# PASSAGE GIVEN
____________

Spill the Wine, Take That Girl to the Dzalbay

Dear lord, that’s a smoove groove. The smoovest, I think. Eric Burdon is fun, but borderline superfluous to the proceedings. The backup band, War, eventually thought so too, and they had eleventy hits in the seventies after they left Eric out on the curb. Audiences generally figure that the band is just the singer, with some other mostly anonymous guys standing behind him. The other guys always resent that, but then again, if they could stand out front, they would. I’ve had an arena-rock caliber singer fronting a band I was in for a short while. We all loathed him, but he delivered the mail, so we put up with it. For a while, anyway. I’m not lumping Eric in with him. Eric might be a decent human being. How would I know?

____________

# EXTRACTED MATERIAL
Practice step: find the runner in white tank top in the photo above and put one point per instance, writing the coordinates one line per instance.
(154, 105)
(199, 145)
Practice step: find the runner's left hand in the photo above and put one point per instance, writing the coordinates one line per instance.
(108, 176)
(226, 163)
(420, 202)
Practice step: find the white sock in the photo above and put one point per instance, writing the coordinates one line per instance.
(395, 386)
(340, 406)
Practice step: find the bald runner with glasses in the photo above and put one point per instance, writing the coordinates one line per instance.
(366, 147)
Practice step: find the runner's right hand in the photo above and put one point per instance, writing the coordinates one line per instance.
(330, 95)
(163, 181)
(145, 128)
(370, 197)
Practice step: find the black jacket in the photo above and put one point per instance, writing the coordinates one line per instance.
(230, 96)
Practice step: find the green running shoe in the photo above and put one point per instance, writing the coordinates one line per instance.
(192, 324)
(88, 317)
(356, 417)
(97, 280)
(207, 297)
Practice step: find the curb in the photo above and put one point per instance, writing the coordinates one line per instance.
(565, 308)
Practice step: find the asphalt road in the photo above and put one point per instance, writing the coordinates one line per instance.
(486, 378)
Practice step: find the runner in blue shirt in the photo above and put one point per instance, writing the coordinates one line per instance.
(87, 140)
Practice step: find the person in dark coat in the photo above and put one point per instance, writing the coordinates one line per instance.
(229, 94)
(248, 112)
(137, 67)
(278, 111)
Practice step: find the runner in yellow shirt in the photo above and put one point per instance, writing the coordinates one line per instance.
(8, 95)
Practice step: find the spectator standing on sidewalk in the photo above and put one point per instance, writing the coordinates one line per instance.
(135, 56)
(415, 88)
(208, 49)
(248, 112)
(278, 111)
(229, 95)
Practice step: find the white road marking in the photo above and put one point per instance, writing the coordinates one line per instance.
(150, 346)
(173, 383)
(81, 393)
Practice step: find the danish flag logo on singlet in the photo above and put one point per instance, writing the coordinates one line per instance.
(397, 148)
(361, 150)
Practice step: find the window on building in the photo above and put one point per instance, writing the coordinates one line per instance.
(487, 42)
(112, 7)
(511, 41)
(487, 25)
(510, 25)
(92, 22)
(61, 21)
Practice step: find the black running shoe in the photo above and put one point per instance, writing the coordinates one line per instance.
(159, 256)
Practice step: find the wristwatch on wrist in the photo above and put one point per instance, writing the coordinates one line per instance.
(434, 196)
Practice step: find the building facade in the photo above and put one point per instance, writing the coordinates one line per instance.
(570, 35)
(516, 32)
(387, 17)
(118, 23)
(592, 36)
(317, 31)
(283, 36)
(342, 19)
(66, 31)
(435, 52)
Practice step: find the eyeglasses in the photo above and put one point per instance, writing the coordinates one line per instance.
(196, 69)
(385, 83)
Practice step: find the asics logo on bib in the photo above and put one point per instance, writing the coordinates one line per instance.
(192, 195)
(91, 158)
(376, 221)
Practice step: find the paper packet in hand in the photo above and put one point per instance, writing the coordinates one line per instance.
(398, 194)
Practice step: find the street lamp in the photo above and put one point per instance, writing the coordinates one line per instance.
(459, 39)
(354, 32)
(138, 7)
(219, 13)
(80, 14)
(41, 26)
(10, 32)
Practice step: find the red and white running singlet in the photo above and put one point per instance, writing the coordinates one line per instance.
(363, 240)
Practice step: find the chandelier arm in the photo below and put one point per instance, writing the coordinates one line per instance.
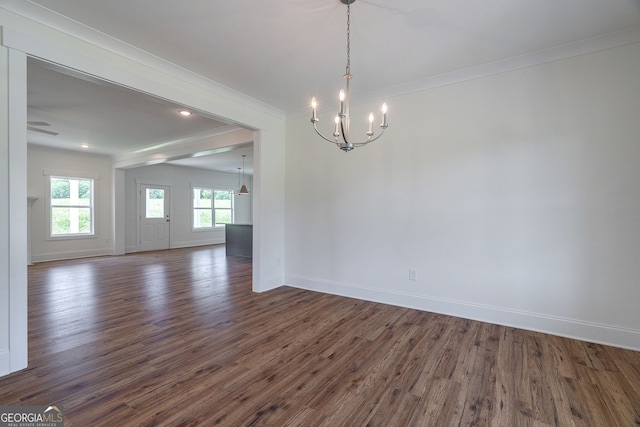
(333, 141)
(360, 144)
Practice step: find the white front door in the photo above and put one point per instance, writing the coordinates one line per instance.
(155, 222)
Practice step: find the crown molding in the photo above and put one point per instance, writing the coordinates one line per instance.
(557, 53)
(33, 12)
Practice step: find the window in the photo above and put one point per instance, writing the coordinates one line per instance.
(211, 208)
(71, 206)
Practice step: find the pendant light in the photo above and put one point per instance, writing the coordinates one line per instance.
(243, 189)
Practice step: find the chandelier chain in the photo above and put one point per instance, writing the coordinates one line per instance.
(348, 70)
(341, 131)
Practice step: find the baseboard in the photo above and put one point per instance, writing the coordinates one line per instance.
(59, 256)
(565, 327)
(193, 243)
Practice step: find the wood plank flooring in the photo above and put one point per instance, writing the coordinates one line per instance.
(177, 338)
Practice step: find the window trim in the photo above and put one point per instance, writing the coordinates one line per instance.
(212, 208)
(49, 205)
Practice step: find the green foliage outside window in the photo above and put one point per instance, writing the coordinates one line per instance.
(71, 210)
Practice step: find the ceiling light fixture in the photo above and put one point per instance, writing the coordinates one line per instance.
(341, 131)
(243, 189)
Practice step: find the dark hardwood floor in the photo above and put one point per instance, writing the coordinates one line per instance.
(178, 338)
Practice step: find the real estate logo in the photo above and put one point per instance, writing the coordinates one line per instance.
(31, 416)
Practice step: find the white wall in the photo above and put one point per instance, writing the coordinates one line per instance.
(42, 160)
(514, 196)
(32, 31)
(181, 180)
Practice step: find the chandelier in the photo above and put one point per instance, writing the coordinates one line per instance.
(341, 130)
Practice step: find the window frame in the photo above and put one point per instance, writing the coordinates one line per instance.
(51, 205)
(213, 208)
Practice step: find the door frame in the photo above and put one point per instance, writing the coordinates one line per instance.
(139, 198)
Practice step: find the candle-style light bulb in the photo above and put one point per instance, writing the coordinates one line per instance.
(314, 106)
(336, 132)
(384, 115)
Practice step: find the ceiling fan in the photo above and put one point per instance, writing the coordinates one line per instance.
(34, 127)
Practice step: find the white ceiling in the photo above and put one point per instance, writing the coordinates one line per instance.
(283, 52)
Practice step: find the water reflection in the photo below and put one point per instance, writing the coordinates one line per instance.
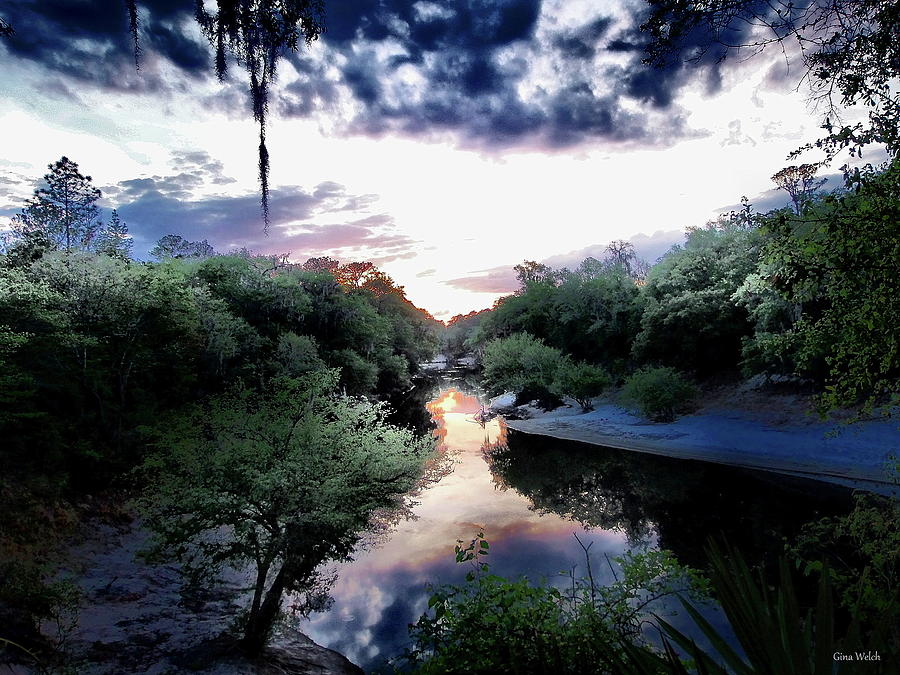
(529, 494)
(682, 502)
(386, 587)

____________

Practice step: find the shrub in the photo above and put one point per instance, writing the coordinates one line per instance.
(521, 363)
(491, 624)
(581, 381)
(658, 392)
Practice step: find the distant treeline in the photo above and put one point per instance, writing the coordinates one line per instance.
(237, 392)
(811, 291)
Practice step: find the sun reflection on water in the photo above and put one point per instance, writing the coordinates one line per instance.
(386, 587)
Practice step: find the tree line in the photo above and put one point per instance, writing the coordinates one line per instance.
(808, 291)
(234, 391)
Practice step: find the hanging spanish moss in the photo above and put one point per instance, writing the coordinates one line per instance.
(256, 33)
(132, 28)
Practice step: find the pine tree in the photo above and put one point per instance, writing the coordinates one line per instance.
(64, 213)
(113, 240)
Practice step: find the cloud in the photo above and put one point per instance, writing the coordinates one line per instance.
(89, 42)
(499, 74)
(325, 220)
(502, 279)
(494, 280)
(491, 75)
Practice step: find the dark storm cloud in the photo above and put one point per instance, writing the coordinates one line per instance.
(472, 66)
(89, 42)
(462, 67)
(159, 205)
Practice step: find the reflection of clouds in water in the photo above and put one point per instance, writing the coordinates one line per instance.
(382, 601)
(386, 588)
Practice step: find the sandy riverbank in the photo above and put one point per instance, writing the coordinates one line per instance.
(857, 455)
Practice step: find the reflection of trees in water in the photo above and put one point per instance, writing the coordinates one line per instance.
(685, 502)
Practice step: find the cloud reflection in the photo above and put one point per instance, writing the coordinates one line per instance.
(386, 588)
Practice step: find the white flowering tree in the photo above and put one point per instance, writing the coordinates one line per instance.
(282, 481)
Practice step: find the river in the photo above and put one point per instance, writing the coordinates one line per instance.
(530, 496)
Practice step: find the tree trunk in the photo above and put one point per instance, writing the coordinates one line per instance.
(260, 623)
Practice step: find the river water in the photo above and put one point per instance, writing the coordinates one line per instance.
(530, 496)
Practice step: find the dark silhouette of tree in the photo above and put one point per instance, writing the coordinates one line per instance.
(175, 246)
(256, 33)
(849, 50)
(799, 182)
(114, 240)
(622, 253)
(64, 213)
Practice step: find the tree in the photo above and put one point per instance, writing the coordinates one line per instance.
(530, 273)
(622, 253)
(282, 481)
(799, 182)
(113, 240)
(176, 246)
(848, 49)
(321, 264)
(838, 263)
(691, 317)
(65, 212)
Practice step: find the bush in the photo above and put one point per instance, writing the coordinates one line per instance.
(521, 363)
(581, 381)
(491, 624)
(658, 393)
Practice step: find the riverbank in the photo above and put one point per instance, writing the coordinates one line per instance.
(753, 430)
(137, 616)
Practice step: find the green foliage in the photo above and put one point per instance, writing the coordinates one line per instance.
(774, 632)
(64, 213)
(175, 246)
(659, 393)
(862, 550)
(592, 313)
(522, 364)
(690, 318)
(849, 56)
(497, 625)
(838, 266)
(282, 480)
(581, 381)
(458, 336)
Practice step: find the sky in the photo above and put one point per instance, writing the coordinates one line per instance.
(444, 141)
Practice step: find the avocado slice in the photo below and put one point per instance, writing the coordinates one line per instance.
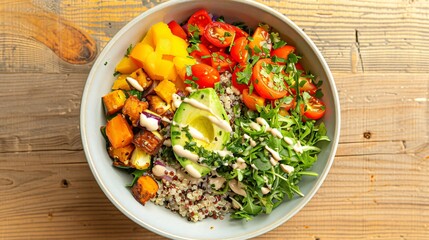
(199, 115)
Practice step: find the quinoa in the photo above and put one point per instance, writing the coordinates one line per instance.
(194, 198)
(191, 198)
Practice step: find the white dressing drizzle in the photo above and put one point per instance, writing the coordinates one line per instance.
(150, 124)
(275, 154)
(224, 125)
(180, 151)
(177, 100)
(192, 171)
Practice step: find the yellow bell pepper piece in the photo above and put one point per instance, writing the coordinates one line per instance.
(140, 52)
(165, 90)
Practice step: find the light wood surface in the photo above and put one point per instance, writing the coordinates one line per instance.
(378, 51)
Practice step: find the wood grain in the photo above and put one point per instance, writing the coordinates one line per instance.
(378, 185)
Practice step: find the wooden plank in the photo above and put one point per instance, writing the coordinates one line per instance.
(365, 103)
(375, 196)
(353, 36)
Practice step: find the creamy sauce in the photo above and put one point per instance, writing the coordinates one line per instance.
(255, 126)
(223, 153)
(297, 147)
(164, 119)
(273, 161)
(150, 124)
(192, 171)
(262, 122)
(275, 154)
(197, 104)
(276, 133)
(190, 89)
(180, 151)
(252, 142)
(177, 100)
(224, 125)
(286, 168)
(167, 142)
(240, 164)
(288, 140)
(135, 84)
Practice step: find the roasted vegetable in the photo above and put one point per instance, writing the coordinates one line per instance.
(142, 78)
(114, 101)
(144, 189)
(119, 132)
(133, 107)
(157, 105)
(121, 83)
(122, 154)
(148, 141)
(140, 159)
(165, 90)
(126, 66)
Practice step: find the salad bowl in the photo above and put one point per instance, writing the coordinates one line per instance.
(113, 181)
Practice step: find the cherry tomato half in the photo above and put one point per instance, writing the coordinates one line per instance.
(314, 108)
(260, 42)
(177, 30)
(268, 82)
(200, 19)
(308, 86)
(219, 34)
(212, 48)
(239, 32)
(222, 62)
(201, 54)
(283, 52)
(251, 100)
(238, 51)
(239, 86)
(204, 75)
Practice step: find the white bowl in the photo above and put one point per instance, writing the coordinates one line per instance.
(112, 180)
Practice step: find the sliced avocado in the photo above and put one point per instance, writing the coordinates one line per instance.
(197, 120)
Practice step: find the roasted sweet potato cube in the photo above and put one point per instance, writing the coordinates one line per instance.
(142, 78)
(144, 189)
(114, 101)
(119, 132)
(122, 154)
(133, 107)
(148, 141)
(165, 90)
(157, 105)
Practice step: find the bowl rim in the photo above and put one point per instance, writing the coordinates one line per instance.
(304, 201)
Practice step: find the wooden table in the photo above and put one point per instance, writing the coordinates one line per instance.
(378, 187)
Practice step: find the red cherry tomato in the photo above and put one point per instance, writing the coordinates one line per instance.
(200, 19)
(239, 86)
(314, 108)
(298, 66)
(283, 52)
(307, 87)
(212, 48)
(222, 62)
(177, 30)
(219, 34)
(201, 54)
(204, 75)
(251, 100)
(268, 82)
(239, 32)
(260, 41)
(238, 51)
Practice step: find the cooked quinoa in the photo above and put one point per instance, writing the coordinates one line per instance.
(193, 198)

____________

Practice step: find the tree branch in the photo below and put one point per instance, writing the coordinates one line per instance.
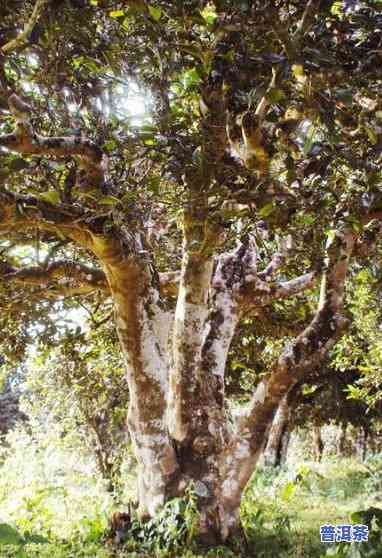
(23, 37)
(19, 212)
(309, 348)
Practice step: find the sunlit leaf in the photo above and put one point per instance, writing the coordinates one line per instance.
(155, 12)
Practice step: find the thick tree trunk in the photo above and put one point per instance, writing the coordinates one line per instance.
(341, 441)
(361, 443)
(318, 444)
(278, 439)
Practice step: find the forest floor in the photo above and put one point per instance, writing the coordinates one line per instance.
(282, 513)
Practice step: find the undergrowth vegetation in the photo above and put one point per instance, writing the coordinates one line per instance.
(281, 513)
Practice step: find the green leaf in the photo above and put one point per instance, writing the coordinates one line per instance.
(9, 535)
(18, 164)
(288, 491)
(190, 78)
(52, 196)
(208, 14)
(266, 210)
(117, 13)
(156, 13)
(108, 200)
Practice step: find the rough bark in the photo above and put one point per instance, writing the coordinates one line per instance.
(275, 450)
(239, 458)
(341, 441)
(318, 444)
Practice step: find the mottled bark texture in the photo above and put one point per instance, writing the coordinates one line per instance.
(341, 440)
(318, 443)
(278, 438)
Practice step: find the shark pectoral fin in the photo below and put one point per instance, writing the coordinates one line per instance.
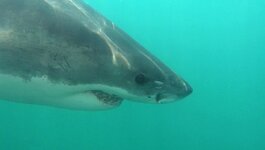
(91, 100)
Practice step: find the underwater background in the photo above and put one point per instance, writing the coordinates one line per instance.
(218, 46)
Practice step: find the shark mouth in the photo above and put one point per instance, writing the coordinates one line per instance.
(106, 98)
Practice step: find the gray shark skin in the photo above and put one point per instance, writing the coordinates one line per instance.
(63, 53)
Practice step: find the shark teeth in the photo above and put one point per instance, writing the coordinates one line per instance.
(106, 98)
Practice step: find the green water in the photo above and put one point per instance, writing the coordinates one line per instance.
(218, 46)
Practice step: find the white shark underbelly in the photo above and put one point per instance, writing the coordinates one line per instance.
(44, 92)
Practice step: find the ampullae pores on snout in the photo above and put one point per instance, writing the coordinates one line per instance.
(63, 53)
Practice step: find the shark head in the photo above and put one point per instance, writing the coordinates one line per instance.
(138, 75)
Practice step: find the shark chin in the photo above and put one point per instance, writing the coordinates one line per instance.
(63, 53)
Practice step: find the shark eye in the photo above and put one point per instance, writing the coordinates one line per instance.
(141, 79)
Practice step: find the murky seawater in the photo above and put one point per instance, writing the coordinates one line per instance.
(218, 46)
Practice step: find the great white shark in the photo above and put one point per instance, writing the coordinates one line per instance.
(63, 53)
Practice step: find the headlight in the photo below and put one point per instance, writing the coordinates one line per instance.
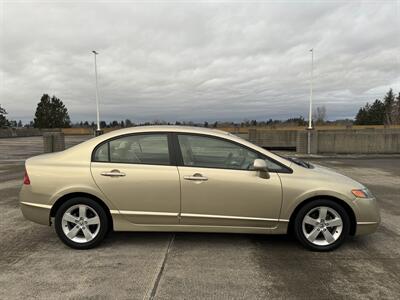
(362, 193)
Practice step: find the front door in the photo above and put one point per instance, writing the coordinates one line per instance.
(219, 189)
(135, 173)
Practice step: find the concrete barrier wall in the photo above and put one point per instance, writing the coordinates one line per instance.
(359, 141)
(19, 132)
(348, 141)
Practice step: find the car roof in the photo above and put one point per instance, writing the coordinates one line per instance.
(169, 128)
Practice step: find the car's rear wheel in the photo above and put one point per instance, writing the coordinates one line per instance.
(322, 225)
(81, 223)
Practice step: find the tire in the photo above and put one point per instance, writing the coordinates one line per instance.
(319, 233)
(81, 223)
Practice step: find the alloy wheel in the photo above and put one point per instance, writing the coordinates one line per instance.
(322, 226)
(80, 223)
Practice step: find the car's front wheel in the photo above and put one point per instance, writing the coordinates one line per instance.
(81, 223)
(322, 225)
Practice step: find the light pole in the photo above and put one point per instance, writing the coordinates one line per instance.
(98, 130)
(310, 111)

____________

# EXERCISES
**1)** Quote everything in the Spill the Wine post from "Spill the Wine, Take" down to "would I know?".
**2)** Continue the Spill the Wine post from where it stops.
The rows are a separate body of material from the Spill the Wine post.

# WRITTEN RESPONSES
**1)**
Spill the Wine, Take That Girl to the Dzalbay

Dear lord, that’s a smoove groove. The smoovest, I think. Eric Burdon is fun, but borderline superfluous to the proceedings. The backup band, War, eventually thought so too, and they had eleventy hits in the seventies after they left Eric out on the curb. Audiences generally figure that the band is just the singer, with some other mostly anonymous guys standing behind him. The other guys always resent that, but then again, if they could stand out front, they would. I’ve had an arena-rock caliber singer fronting a band I was in for a short while. We all loathed him, but he delivered the mail, so we put up with it. For a while, anyway. I’m not lumping Eric in with him. Eric might be a decent human being. How would I know?

**2)**
Watch the video. We’ll skip right over the guitar player’s hot pants, if you don’t mind. Let’s talk about Harold Brown on the drums. I owe him something. I’ll pay it now, in the humble scrip of my attention. I wanted to play the drums when I was a kid, but the school wouldn’t let me. They handed me a trombone instead, which everyone knows is plumbing, not music. When I got older I could do as I pleased, and I got a set of drums and set myself to learn. I learned to mimic this little drag beat from Harold, and from this song. It was already an oldie but goodie by the time I cannibalized it, but it’s a hardy perennial in the groove department.

When you hear a groove like this, you could easily miss something like the little flourish Harold is using to drive the beat along. You’d just enjoy the whole thing, and find yourself energized to hear it, maybe want to get up and dance without knowing why. We called it the drag beat. I’m not sure if it has some official name. It’s more of a knack than something you practice, like rolling your R’s when you speak Spanish. With your left hand (if you’re right-handed), you loosen your grip, and sort of skim or drag the tip of the stick across the snare drum head. It bounces twice, quietly, like a trill, and then you strike the snare fully on the 2nd and 4th beats that follow the drag. The soft drag is the equivalent of two grace notes, if you know what that is.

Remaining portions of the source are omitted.